* TÂCHE DEMANDÉE 1:
Répondez aux questions suivantes sur l'extrait consacré à la Suisse et à l'union européenne :
(a) À quelle sorte d'union la Suisse pourrait-elle seulement participer ?
(b) Quelle est la deuxième condition de participation énoncée ?
(c) Quel diplomate est cité, et à propos de quel pays formulait-il son principe ?
* TÂCHE DEMANDÉE 2:
Écrivez la suite de l'extrait sur la Suisse et l'union européenne à partir de sa dernière phrase.

Les principales conditions de participation active de la Suisse à une union européenne sont faciles à formuler. Ce sont les trois suivantes : 1° la neutralité conçue comme refus de recourir à la guerre pour régler aucun problème politique, social ou économique, refus de préparer la guerre et de coopérer aux combinaisons industrielles et militaires qui impliquent et acceptent donc, voire appellent la possibilité de la guerre.

La Suisse ne pourrait participer qu’à une union qui serait elle-même neutre, c’est-à-dire purement défensive.

2° Le fédéralisme, c’est-à-dire le système d’organisation politique qui permet de distribuer les pouvoirs de décision aux communautés dont les dimensions correspondent aux dimensions des tâches à accomplir, et ceci en partant non de l’État central qui voudrait « déconcentrer » ses services, mais en partant d’en bas.

Partir d’en bas, c’est-à-dire des plus petites unités, signifie très exactement ceci, que le diplomate américain D. Moynihan formulait naguère à propos des États-Unis, mais qu’il est facile de transposer en termes européens :

Ne confiez jamais à une plus grande unité ce qui peut être fait par une plus petite. Ce que la famille peut faire, la municipalité ne doit pas le faire. Ce que la municipalité peut faire, les États ne doivent pas le faire. Et ce que les États peuvent faire, le gouvernement fédéral ne doit pas le faire.

Dans le même sens se prononcent aujourd’hui la plupart des sociologues et politologues européens, et nombre d’hommes politiques responsables aux USA ; la décentralisation du gouvernement, de l’économie et des activités culturelles, leur paraît la condition même d’une renaissance civique, économique et culturelle de leur pays.

* BLOC DE DONNÉES:

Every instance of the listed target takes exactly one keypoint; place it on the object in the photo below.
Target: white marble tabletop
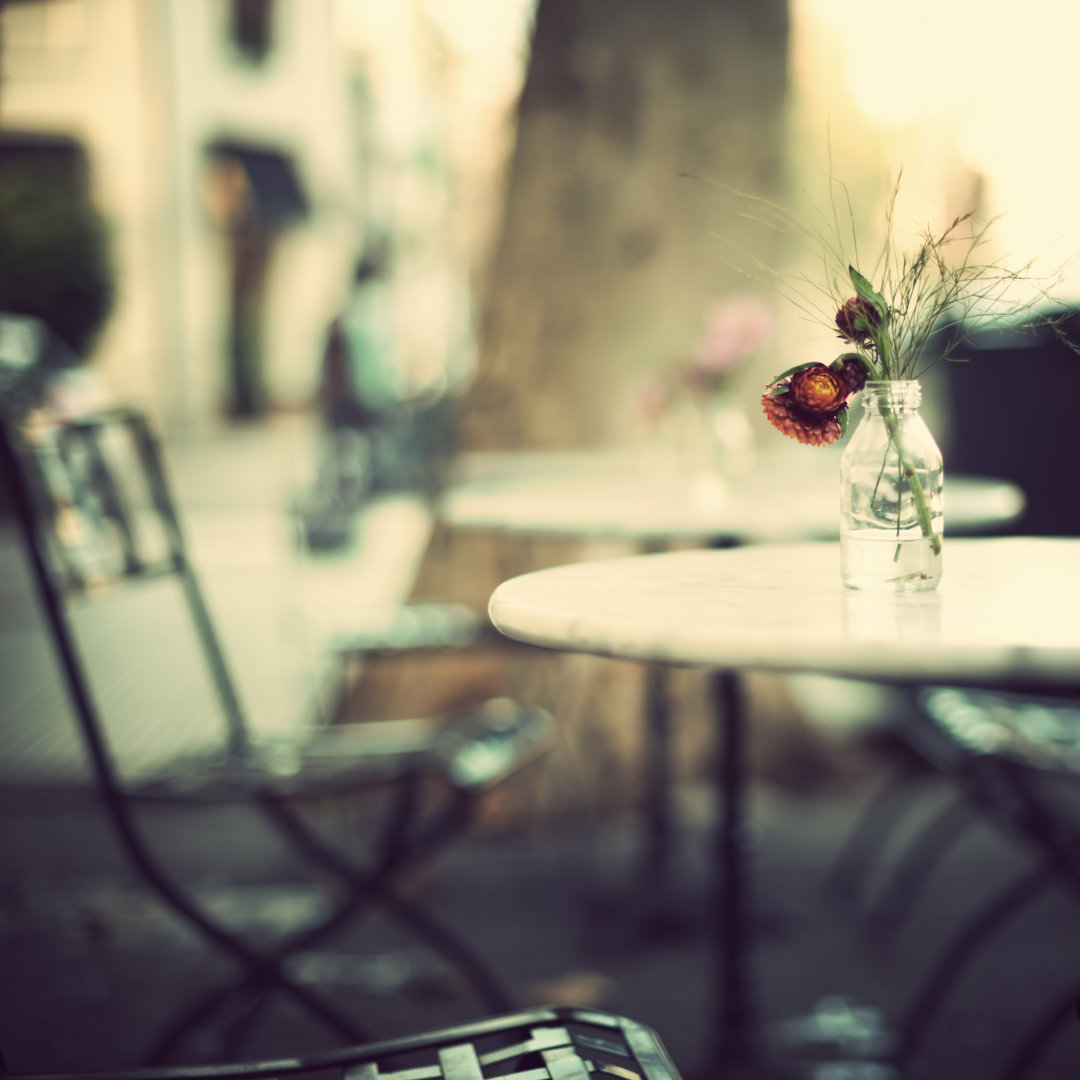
(645, 498)
(1007, 610)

* RÉPONSE ATTENDUE 1:
(a) À une union qui serait elle-même neutre, c'est-à-dire purement défensive.
(b) Le fédéralisme.
(c) Le diplomate américain D. Moynihan, à propos des États-Unis.

* RÉPONSE ATTENDUE 2:
La Suisse ne pourrait adhérer qu’à une union de type fédéral, ménageant la pleine autonomie des communautés qui la constituent.

La volonté de défense locale, sur tout le territoire de la fédération européenne.

Sans vouloir entrer dans la discussion très complexe des risques et des avantages de cette politique typiquement suisse depuis les débuts du xvie siècle, je me bornerai à rappeler quelques évidences :

a) La défense locale (guérilla, défense « en hérisson ») s’est montrée plus forte que les troupes les mieux armées du monde — au Vietnam.

b) À stocks égaux d’armes nucléaires, les Russes gagneraient nécessairement sur les Européens du seul fait que ceux-ci sont 127 au km2 mais les Soviétiques seulement 11. Or les Russes sont cent fois mieux dotés que toute l’Europe en missiles stratégiques et bombes tactiques.

c) Les « forces de frappe » nationales de deux ou trois États européens ne feraient qu’égratigner la Russie, mais elles dévasteraient les villes de l’Allemagne envahie sans faire beaucoup de mal aux envahisseurs.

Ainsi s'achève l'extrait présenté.